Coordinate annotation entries
* start *

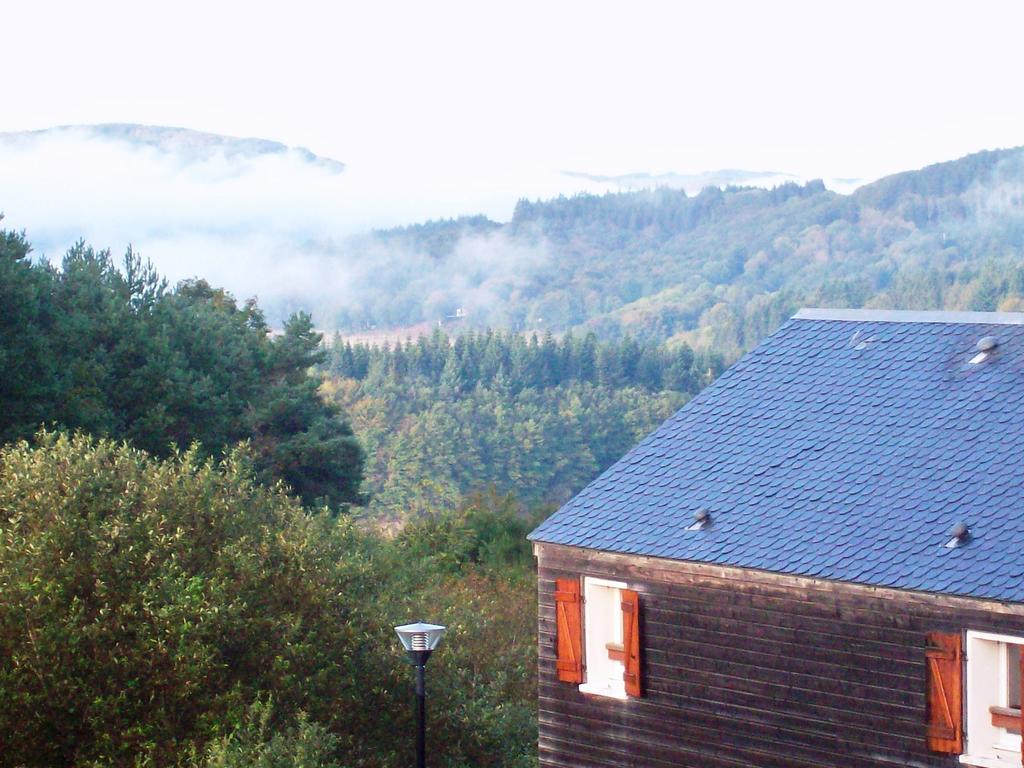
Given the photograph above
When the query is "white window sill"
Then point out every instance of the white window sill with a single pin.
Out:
(604, 690)
(984, 761)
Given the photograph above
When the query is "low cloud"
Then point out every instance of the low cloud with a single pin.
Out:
(279, 224)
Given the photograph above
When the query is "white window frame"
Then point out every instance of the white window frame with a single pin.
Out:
(602, 624)
(987, 684)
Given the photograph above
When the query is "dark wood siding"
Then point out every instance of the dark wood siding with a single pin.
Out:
(743, 668)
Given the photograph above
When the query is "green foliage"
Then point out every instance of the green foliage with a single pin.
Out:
(113, 351)
(664, 265)
(255, 744)
(153, 609)
(539, 418)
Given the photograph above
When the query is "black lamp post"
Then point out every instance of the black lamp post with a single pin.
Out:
(419, 640)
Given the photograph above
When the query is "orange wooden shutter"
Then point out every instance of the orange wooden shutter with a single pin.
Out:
(631, 641)
(568, 623)
(945, 719)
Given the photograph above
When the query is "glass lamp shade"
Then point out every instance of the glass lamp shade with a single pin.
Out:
(420, 636)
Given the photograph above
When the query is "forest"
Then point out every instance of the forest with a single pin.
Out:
(209, 526)
(719, 269)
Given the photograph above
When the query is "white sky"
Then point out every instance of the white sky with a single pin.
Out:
(465, 99)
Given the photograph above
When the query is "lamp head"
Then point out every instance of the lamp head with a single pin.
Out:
(420, 639)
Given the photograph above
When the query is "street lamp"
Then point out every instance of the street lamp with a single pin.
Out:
(419, 640)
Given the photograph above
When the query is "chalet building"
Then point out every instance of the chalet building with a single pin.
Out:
(817, 562)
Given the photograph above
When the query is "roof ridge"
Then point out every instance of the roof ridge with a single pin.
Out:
(910, 315)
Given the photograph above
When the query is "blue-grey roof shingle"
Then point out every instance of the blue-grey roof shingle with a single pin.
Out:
(845, 446)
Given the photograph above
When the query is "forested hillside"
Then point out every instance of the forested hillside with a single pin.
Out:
(720, 269)
(115, 352)
(532, 418)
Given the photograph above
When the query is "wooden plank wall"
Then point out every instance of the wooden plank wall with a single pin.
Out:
(750, 669)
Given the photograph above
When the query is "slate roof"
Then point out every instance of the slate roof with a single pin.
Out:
(845, 446)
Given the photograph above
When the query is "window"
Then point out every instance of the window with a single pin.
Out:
(598, 636)
(603, 638)
(992, 709)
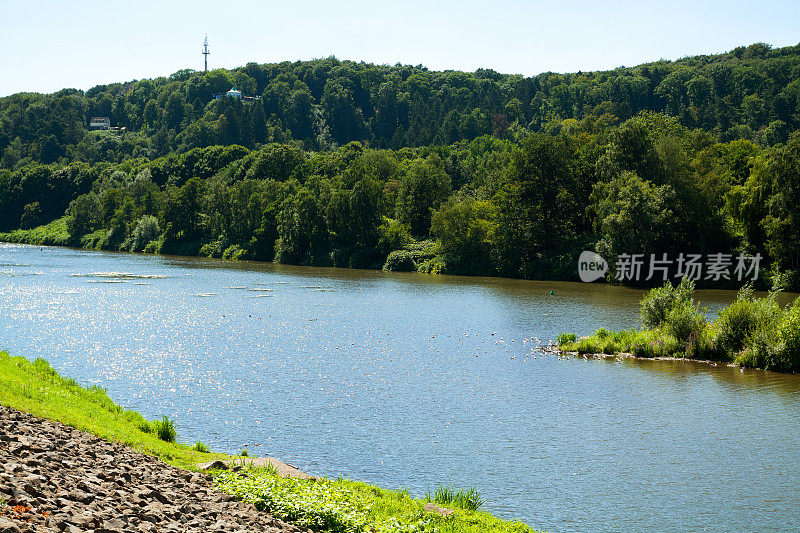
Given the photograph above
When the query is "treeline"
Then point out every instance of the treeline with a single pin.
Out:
(491, 206)
(751, 93)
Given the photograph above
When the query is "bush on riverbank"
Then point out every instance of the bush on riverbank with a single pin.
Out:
(753, 332)
(343, 505)
(53, 234)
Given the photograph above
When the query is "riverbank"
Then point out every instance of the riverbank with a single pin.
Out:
(108, 469)
(56, 478)
(752, 332)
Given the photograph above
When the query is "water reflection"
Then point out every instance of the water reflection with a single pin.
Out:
(415, 380)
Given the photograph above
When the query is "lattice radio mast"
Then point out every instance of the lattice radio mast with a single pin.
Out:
(205, 53)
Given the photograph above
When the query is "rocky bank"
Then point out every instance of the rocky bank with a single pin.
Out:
(54, 478)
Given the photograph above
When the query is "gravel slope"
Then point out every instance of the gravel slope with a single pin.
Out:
(56, 478)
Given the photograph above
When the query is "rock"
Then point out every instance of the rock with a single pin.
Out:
(75, 482)
(8, 527)
(213, 465)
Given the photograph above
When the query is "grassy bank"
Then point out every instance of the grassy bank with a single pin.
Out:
(53, 234)
(321, 504)
(752, 332)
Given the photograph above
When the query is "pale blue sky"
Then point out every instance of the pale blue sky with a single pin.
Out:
(50, 45)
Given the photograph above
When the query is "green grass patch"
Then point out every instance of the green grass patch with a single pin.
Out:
(342, 505)
(36, 388)
(53, 234)
(321, 504)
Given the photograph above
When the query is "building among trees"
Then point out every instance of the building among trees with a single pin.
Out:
(100, 123)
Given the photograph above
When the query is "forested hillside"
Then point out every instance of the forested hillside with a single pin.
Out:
(352, 164)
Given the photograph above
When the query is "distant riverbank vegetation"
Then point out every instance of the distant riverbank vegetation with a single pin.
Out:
(754, 332)
(358, 165)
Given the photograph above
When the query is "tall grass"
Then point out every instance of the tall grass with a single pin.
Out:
(754, 332)
(469, 499)
(165, 429)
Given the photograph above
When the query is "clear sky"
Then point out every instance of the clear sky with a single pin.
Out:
(49, 45)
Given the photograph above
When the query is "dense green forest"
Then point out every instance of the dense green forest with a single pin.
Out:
(359, 165)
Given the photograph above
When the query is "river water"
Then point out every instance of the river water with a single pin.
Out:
(411, 380)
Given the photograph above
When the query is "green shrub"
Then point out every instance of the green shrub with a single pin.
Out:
(744, 317)
(146, 231)
(235, 253)
(566, 338)
(787, 352)
(469, 499)
(400, 261)
(685, 321)
(586, 346)
(165, 429)
(657, 304)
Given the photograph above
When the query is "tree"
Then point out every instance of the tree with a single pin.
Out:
(633, 216)
(83, 215)
(465, 230)
(423, 188)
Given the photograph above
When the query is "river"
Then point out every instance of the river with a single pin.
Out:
(411, 380)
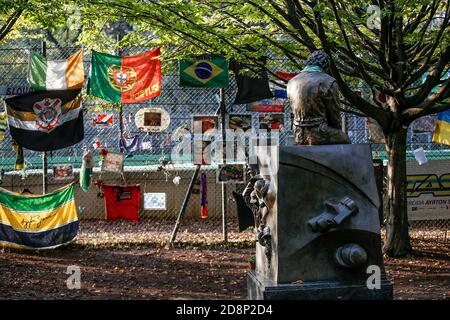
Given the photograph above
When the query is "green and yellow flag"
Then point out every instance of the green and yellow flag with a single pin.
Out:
(211, 72)
(38, 221)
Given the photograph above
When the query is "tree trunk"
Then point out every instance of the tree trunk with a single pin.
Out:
(397, 242)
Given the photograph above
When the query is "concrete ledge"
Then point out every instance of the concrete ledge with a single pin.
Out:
(265, 289)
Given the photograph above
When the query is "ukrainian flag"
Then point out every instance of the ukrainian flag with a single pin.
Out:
(38, 221)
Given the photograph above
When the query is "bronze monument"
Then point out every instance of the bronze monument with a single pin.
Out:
(314, 98)
(316, 204)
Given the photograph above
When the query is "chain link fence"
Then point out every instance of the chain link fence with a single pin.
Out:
(143, 168)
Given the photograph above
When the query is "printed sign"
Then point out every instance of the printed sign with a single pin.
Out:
(113, 162)
(231, 173)
(152, 119)
(208, 126)
(63, 172)
(240, 122)
(428, 190)
(155, 201)
(272, 121)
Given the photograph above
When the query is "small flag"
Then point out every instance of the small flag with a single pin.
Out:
(97, 144)
(46, 120)
(127, 79)
(280, 93)
(442, 129)
(286, 76)
(204, 73)
(104, 120)
(38, 221)
(20, 161)
(46, 74)
(2, 125)
(251, 87)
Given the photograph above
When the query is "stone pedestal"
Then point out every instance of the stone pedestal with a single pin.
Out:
(315, 183)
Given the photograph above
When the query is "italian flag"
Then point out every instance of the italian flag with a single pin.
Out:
(126, 79)
(46, 74)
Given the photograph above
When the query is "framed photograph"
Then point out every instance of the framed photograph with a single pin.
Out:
(63, 172)
(206, 123)
(155, 201)
(271, 121)
(240, 122)
(113, 162)
(267, 105)
(152, 119)
(231, 173)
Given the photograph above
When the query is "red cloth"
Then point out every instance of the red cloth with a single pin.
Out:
(122, 202)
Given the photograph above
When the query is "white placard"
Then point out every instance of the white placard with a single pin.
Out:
(155, 201)
(113, 162)
(428, 190)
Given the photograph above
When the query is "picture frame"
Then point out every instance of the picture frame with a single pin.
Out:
(155, 201)
(113, 162)
(63, 172)
(231, 173)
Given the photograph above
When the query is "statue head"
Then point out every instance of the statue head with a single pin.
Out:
(319, 58)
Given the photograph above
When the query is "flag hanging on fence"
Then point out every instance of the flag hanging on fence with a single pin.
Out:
(46, 74)
(251, 86)
(442, 128)
(127, 79)
(2, 125)
(46, 120)
(204, 73)
(38, 221)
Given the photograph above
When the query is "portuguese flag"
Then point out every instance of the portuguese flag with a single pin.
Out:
(211, 72)
(127, 79)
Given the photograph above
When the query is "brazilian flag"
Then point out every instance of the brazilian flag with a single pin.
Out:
(204, 72)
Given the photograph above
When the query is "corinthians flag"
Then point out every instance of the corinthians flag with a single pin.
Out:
(46, 120)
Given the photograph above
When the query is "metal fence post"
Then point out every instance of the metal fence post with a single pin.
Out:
(223, 112)
(44, 154)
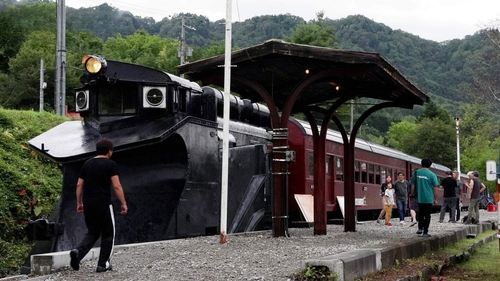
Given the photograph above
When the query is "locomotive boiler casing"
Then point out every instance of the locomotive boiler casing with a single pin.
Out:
(169, 164)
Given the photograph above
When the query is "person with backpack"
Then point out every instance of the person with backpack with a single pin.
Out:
(424, 181)
(401, 194)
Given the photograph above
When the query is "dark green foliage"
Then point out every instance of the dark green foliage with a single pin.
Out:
(315, 273)
(259, 29)
(106, 21)
(315, 33)
(29, 185)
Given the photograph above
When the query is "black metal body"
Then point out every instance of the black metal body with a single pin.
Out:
(169, 157)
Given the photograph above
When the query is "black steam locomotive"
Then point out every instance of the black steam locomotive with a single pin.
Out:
(167, 136)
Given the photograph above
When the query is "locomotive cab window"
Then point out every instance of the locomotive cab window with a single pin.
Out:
(371, 175)
(117, 100)
(328, 165)
(356, 171)
(310, 164)
(377, 175)
(364, 173)
(339, 169)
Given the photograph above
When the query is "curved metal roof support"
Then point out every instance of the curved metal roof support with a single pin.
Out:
(319, 143)
(290, 101)
(264, 94)
(279, 162)
(349, 192)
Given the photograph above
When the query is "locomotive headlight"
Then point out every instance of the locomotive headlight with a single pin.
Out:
(94, 64)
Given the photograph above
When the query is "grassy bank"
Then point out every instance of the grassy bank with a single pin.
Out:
(29, 184)
(483, 265)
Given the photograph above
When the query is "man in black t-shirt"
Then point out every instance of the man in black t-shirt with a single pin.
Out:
(93, 199)
(449, 185)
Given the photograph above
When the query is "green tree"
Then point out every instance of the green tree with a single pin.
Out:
(144, 49)
(315, 33)
(402, 135)
(23, 87)
(435, 139)
(433, 111)
(20, 89)
(214, 49)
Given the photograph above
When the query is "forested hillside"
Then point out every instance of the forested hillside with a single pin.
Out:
(461, 76)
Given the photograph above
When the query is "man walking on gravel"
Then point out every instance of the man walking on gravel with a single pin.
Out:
(477, 188)
(93, 199)
(449, 185)
(424, 181)
(401, 192)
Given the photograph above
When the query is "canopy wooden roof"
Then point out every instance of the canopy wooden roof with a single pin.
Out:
(280, 67)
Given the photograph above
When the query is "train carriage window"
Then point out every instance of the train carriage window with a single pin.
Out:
(356, 171)
(184, 96)
(377, 175)
(120, 99)
(328, 165)
(371, 177)
(383, 174)
(339, 169)
(364, 172)
(310, 164)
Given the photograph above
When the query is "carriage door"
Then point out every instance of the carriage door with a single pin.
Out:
(329, 184)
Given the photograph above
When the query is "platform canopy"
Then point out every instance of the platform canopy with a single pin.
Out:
(291, 78)
(280, 67)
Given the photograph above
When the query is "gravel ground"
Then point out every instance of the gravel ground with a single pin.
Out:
(255, 256)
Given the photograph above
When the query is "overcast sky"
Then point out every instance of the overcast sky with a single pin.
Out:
(437, 20)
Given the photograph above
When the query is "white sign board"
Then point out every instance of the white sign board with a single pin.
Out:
(491, 170)
(306, 205)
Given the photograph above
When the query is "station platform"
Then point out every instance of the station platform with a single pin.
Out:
(259, 256)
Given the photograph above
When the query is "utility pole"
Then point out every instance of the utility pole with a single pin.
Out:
(457, 127)
(42, 84)
(225, 125)
(184, 51)
(60, 83)
(351, 121)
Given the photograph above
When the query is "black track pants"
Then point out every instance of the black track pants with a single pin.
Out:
(100, 222)
(424, 216)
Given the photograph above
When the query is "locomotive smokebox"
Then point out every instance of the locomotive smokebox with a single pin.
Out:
(165, 132)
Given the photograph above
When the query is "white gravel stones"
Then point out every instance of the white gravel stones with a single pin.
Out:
(255, 256)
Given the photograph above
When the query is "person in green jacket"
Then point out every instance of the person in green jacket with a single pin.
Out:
(424, 181)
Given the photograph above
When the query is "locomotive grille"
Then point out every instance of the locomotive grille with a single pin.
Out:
(154, 97)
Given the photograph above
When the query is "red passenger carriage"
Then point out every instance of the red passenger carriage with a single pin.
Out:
(373, 163)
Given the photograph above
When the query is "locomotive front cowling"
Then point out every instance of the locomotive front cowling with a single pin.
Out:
(166, 135)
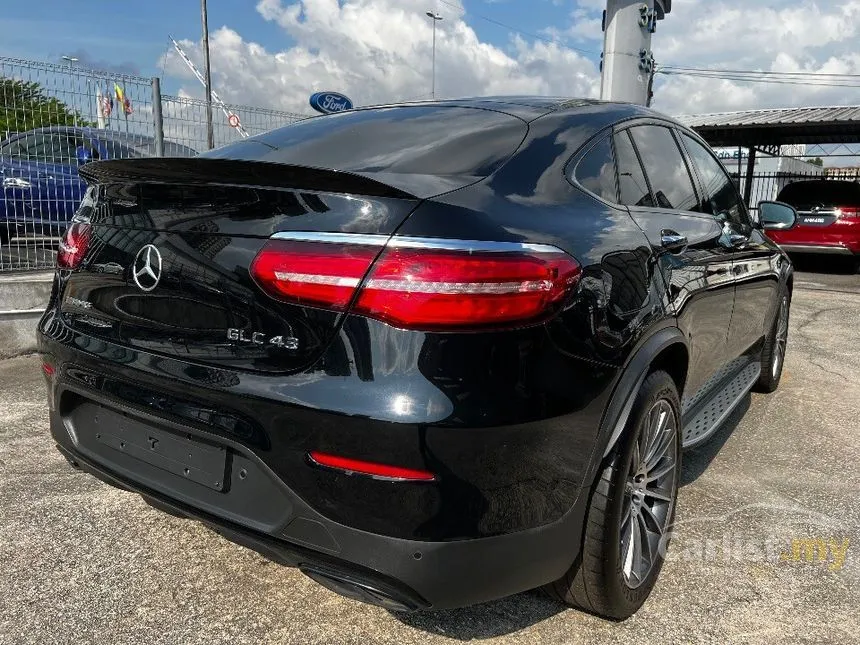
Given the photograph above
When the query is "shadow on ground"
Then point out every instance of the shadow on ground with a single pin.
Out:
(488, 620)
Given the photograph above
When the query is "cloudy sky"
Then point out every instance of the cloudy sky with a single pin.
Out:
(274, 53)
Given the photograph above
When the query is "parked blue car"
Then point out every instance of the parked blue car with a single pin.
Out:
(41, 188)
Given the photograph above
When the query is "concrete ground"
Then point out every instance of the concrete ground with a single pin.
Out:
(83, 562)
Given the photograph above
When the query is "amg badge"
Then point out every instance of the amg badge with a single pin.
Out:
(259, 338)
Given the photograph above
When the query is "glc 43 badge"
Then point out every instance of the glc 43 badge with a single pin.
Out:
(259, 338)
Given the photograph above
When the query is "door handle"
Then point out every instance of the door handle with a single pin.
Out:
(672, 241)
(736, 239)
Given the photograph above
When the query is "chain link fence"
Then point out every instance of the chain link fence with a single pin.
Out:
(54, 118)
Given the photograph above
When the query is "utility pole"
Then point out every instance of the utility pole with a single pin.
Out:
(435, 17)
(210, 134)
(627, 66)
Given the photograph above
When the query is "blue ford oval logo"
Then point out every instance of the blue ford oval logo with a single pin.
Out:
(328, 102)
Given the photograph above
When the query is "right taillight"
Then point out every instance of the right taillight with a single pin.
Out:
(422, 284)
(847, 215)
(73, 246)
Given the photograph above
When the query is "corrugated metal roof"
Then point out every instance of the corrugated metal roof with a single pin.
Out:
(837, 124)
(773, 116)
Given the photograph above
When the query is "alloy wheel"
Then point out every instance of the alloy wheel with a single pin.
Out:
(649, 493)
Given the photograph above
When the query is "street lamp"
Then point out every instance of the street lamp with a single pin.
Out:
(435, 17)
(72, 60)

* end *

(Task brief) Gather every line of the material above that contains the word "front", and copy each one in full.

(Right answer)
When the query is "locomotive front cowling"
Then point out every instance of the locomotive front cowling with a single pin.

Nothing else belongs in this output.